#### Data section:
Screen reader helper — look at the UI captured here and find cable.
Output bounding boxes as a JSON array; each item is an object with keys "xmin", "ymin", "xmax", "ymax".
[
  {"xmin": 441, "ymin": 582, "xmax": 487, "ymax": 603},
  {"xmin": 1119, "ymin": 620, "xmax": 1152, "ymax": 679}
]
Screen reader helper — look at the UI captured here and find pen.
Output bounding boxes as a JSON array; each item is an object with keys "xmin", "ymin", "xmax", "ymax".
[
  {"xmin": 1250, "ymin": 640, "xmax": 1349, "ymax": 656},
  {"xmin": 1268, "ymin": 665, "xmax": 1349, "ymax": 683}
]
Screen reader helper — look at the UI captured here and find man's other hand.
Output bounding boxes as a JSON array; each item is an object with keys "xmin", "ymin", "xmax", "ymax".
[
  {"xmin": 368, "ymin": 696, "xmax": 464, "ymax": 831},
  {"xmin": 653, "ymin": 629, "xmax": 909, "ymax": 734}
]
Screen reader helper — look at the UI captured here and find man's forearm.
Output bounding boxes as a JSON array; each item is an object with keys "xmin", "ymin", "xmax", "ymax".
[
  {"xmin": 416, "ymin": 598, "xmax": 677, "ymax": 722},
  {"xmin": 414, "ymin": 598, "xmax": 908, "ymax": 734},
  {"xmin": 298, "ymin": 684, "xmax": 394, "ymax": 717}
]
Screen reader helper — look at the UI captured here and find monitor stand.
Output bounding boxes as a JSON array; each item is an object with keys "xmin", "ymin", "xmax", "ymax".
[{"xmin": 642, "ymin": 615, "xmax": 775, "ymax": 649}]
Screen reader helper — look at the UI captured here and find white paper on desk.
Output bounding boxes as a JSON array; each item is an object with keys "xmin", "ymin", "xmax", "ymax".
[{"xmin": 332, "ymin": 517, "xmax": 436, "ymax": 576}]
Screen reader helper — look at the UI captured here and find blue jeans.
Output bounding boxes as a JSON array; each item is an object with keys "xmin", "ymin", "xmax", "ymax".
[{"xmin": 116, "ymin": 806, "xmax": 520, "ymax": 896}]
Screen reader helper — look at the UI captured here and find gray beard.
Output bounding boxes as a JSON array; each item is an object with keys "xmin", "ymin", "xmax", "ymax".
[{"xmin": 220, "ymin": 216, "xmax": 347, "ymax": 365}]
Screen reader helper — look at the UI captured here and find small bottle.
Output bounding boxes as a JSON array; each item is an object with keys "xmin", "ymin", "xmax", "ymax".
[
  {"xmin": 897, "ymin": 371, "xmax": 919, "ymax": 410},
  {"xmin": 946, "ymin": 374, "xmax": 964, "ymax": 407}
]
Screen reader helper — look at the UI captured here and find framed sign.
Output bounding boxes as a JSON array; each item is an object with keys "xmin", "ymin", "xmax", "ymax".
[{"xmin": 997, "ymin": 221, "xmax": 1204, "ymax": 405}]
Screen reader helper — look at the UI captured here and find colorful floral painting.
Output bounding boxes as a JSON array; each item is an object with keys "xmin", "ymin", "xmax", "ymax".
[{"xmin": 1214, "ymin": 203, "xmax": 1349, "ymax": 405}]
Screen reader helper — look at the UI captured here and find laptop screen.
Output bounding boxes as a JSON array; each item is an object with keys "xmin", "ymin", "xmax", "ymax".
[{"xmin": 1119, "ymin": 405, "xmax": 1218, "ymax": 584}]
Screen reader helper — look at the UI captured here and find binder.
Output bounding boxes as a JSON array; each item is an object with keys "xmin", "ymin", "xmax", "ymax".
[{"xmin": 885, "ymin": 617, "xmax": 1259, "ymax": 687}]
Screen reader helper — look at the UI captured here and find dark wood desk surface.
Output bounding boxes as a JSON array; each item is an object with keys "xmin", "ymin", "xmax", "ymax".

#### Stated problem:
Find each line above that contains the word "desk", and copy those lines out in full.

#### Full solution:
Screen reader helper — look at the UI captured here and find white paper on desk.
Screen reader helper — look at the UI captured here and find dark wood desk surface.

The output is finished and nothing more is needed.